▸ Data excerpts
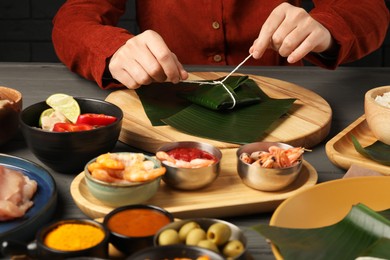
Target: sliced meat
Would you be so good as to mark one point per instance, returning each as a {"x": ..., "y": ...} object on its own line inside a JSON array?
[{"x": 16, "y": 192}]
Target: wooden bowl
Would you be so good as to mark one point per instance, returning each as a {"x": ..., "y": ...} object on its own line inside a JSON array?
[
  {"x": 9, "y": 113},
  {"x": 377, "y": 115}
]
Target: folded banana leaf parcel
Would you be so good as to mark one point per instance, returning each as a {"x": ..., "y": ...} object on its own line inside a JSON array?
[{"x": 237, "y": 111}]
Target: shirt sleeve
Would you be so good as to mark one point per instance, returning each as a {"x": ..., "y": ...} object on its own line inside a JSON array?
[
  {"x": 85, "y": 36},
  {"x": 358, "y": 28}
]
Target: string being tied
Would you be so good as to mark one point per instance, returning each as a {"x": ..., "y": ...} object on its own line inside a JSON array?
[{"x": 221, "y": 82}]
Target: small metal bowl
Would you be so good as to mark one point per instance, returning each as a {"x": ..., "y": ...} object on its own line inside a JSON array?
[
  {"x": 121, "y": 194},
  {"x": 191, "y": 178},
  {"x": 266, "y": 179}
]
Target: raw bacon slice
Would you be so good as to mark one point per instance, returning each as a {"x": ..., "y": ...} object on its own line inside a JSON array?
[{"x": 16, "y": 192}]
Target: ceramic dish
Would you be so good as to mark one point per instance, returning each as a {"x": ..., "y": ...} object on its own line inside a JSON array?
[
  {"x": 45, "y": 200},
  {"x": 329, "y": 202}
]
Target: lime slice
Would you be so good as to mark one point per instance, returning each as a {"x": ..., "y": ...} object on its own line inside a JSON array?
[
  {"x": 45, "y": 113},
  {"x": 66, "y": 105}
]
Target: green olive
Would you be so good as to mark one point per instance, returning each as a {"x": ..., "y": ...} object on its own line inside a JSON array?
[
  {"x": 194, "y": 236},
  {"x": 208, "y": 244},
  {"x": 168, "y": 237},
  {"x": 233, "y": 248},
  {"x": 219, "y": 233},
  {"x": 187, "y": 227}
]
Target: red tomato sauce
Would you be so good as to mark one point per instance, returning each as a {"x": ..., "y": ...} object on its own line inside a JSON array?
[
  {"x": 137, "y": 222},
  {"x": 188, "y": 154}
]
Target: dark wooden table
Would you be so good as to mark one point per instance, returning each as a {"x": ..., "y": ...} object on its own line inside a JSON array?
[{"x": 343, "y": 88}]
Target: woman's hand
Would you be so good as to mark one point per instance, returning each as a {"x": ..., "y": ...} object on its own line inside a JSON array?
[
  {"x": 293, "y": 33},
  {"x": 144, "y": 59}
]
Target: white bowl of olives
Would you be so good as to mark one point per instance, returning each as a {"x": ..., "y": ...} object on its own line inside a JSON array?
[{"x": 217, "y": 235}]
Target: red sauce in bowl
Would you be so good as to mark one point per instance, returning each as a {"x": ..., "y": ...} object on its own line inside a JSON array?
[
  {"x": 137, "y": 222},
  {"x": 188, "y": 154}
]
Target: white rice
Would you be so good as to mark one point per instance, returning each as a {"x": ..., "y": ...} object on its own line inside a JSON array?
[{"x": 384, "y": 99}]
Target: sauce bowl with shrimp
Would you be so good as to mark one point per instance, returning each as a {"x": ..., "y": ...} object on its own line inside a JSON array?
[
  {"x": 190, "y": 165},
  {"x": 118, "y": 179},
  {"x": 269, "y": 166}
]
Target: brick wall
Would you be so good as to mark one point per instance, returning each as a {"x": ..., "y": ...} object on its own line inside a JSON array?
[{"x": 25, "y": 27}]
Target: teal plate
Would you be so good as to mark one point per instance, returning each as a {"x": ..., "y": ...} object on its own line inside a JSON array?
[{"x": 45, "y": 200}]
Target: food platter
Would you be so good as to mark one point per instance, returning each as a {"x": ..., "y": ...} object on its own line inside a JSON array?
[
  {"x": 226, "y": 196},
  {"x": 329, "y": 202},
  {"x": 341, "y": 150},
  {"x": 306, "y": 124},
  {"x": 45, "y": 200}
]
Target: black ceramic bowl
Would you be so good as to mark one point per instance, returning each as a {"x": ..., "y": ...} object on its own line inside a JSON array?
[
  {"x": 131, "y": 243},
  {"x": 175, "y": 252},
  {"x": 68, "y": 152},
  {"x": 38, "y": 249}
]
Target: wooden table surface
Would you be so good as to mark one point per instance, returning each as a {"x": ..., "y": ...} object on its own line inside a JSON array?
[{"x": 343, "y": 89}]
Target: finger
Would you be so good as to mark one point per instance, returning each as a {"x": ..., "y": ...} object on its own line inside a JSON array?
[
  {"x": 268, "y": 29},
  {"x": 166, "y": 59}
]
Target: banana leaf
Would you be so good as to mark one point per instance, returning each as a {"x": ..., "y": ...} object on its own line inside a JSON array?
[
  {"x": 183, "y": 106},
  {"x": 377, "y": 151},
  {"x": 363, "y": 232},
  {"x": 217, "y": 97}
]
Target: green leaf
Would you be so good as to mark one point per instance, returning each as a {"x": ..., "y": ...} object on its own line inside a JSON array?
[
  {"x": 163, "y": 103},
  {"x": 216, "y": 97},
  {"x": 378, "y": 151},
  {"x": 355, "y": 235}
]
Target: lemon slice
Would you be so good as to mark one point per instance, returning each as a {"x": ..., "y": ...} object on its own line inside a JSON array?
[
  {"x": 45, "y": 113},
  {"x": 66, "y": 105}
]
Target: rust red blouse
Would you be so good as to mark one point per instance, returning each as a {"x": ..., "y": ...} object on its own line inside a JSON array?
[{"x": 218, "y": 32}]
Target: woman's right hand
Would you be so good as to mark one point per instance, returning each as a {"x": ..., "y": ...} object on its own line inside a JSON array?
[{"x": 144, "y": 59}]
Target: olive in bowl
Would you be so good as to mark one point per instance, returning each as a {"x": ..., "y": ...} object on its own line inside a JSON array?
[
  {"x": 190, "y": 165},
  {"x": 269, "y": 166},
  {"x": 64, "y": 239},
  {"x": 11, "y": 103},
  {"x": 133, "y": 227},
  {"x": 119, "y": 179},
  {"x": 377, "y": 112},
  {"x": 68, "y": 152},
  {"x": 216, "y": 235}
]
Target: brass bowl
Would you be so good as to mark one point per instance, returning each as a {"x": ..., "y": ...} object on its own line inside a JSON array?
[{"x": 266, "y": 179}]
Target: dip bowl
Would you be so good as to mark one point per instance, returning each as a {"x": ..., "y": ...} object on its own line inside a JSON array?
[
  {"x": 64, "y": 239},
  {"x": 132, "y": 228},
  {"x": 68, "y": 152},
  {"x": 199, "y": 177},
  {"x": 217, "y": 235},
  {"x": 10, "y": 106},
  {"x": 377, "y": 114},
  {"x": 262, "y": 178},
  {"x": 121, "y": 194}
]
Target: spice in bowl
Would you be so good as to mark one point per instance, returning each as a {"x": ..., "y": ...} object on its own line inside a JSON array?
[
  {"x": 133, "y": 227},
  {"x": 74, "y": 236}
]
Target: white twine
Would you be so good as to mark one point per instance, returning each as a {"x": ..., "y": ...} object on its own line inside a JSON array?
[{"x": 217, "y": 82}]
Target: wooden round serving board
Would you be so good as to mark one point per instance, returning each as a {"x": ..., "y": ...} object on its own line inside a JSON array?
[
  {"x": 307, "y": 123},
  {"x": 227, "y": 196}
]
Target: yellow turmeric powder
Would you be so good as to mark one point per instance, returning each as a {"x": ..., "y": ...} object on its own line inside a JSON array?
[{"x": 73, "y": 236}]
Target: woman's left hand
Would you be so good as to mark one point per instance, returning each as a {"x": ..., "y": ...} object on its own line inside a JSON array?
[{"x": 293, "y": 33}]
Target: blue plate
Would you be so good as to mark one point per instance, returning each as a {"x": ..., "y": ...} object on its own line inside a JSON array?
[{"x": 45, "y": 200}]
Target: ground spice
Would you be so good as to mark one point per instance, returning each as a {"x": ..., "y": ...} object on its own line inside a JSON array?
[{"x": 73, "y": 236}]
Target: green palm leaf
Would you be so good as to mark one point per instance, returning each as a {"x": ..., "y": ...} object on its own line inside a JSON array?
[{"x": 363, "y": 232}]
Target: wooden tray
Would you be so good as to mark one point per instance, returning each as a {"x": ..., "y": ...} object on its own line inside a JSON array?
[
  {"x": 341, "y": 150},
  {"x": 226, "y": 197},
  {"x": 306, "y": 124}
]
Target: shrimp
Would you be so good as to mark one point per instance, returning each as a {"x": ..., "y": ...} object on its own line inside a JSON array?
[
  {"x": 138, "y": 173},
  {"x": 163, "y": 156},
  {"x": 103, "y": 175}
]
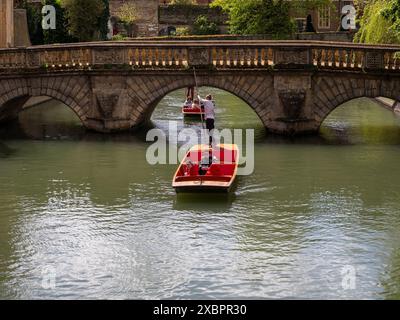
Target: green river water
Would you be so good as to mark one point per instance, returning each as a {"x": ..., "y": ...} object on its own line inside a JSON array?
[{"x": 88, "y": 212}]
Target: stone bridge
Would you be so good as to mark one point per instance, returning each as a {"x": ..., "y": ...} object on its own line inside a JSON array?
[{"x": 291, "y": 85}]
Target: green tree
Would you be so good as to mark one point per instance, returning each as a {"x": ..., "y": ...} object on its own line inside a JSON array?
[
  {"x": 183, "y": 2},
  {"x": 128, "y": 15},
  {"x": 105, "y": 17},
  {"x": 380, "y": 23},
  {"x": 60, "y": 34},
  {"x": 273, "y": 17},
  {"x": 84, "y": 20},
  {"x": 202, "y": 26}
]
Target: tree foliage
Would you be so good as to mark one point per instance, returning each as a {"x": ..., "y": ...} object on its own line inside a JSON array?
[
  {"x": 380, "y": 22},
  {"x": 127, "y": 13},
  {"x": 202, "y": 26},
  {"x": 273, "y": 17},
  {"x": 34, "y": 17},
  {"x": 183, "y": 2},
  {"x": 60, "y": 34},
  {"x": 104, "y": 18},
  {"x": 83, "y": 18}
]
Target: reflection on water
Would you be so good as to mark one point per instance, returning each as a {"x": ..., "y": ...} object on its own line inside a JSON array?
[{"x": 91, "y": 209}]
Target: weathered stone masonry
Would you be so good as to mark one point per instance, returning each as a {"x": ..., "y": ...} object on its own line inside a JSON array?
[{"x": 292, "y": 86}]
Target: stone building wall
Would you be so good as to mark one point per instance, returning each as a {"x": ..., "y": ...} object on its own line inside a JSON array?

▸ What you have to do
Retype, exactly and only, the lines running from the one with "Target: green river water" through the final line of the listing above.

▸ Final result
Target: green river water
Would you be so good as to mark one point per instance, returning each as a {"x": ..., "y": ...} object on its own line inside a JSON array?
[{"x": 88, "y": 212}]
Target: stone bridge
Would you be so good as to mark one point per instance, returning each as a {"x": ..., "y": ...} object on its own line inside a JSON array?
[{"x": 291, "y": 85}]
Target: green tree
Would you be so good as to mark one point per instance, returning each as a {"x": ..., "y": ...} object on its own line inside a JSON array?
[
  {"x": 183, "y": 2},
  {"x": 128, "y": 15},
  {"x": 105, "y": 17},
  {"x": 380, "y": 23},
  {"x": 60, "y": 34},
  {"x": 273, "y": 17},
  {"x": 84, "y": 20},
  {"x": 202, "y": 26}
]
Target: tree foliage
Would you be so good as to mark one point per instance, returning each as a {"x": ..., "y": ...} object on its own line inside a JSON array?
[
  {"x": 380, "y": 22},
  {"x": 127, "y": 13},
  {"x": 202, "y": 26},
  {"x": 273, "y": 17},
  {"x": 34, "y": 17},
  {"x": 183, "y": 2},
  {"x": 60, "y": 34},
  {"x": 104, "y": 18},
  {"x": 83, "y": 18}
]
Target: reflection on water
Would you be so good as to mark one point per instance, returning each as a {"x": ..., "y": ...} object on its own line inside a JSON array?
[{"x": 91, "y": 209}]
Target: weathered stone masonry
Would you be so good as to mark one point per instance, returning each as a {"x": ..., "y": ...} object on its own line inside a JSON array?
[{"x": 292, "y": 86}]
Target: stone building wall
Would you be so good as to mark one point per instance, returning each as a {"x": ..., "y": ...} object on its own line inside a JSON array?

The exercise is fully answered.